- **Exercise aim**
Please pick out every line in the material below that contains the word "grain" and copy each of those lines. Treat uppercase and lowercase letters as different.

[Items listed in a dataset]
┏━━
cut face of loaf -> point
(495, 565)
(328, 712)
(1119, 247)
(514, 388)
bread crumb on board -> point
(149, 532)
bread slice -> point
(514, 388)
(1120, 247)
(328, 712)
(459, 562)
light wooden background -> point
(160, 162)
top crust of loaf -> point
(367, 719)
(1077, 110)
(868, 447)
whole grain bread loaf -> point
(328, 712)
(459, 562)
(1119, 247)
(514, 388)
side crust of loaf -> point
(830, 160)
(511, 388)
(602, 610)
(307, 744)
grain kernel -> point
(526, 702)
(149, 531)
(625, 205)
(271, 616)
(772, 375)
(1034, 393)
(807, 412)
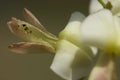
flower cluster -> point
(78, 44)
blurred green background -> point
(54, 15)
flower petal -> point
(104, 69)
(27, 48)
(99, 30)
(71, 31)
(71, 62)
(96, 6)
(30, 33)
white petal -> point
(71, 31)
(116, 7)
(104, 69)
(96, 6)
(99, 30)
(71, 62)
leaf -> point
(28, 48)
(30, 33)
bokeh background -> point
(54, 15)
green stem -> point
(108, 5)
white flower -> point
(72, 60)
(96, 6)
(101, 30)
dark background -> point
(54, 15)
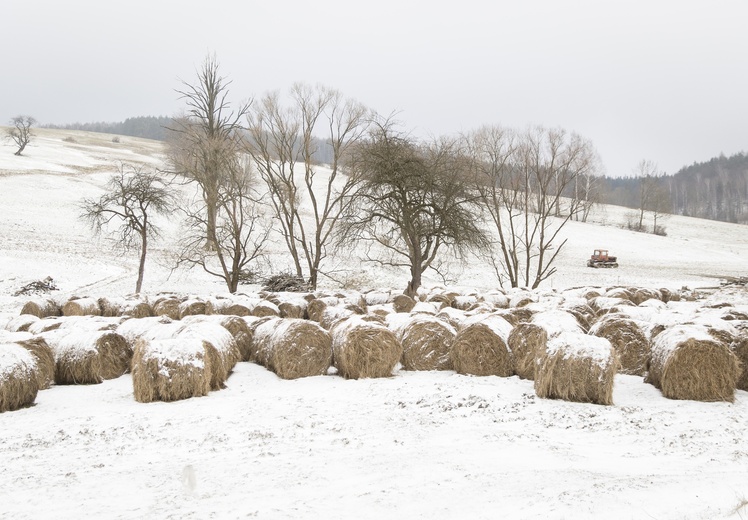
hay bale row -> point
(19, 381)
(577, 367)
(688, 363)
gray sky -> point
(663, 80)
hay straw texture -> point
(628, 339)
(577, 367)
(18, 378)
(298, 348)
(480, 347)
(220, 348)
(42, 308)
(81, 307)
(170, 370)
(527, 342)
(427, 342)
(687, 363)
(364, 349)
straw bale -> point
(81, 307)
(19, 382)
(577, 367)
(628, 339)
(403, 303)
(427, 342)
(299, 348)
(170, 369)
(480, 347)
(364, 349)
(688, 363)
(42, 308)
(167, 306)
(527, 342)
(220, 347)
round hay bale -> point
(629, 341)
(480, 347)
(81, 307)
(403, 303)
(577, 367)
(688, 363)
(427, 342)
(364, 349)
(298, 348)
(167, 306)
(526, 341)
(42, 308)
(220, 347)
(170, 369)
(45, 360)
(19, 381)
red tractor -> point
(601, 258)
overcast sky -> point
(662, 80)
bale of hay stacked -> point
(364, 349)
(480, 347)
(297, 348)
(527, 342)
(628, 339)
(220, 347)
(427, 342)
(42, 308)
(577, 367)
(170, 369)
(19, 381)
(688, 363)
(81, 307)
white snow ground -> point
(417, 445)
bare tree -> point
(285, 144)
(414, 203)
(133, 196)
(207, 139)
(20, 131)
(521, 179)
(240, 231)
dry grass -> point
(687, 363)
(527, 342)
(629, 341)
(170, 370)
(480, 348)
(19, 382)
(364, 349)
(577, 367)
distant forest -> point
(716, 189)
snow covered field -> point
(417, 445)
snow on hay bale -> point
(298, 348)
(688, 363)
(42, 308)
(526, 341)
(19, 381)
(363, 349)
(480, 347)
(426, 342)
(81, 307)
(170, 369)
(220, 347)
(577, 367)
(628, 339)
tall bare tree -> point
(20, 132)
(414, 203)
(208, 138)
(308, 199)
(133, 196)
(521, 179)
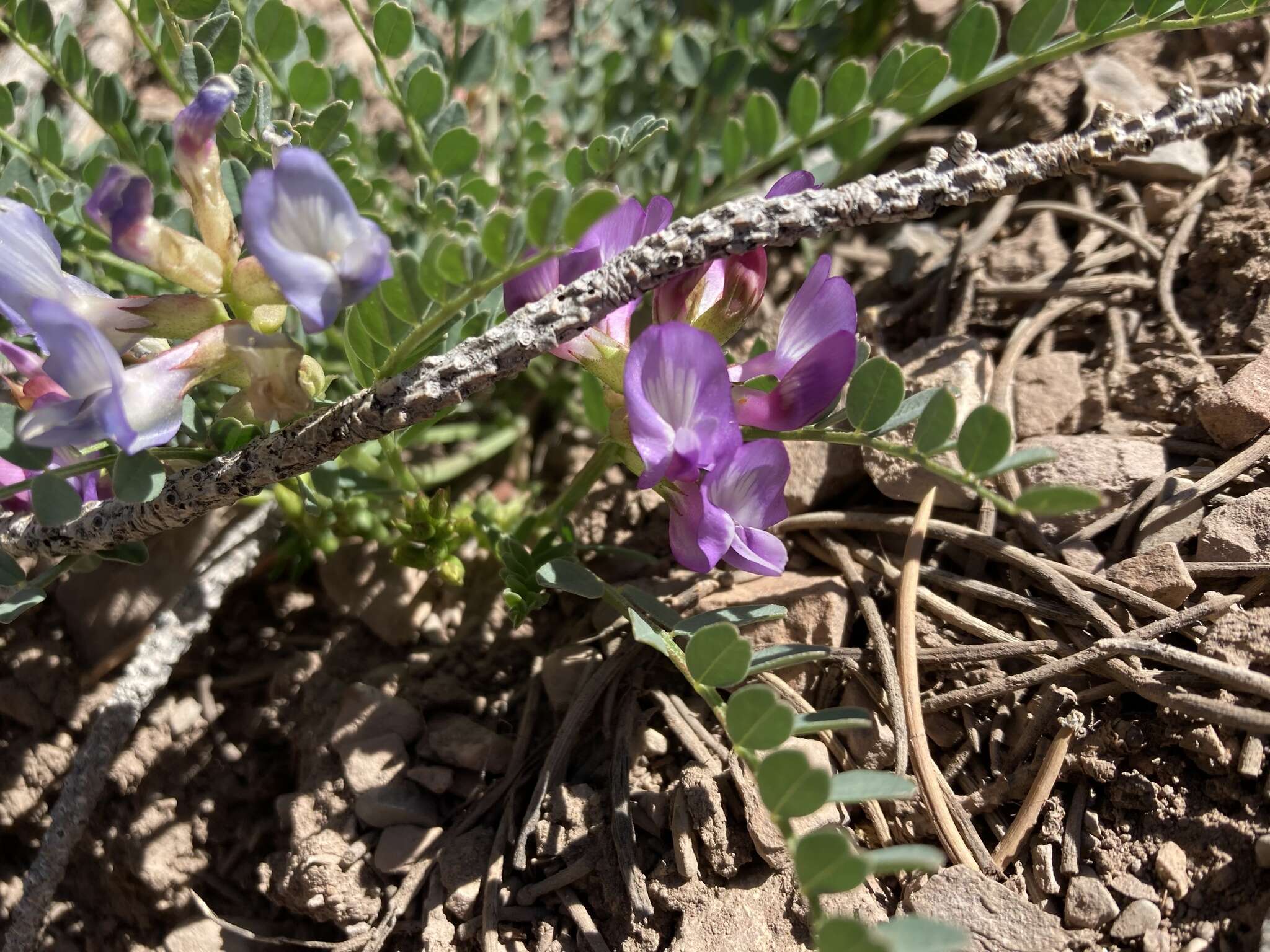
┗━━
- **The response**
whole grain bread loaf -> point
grain kernel -> point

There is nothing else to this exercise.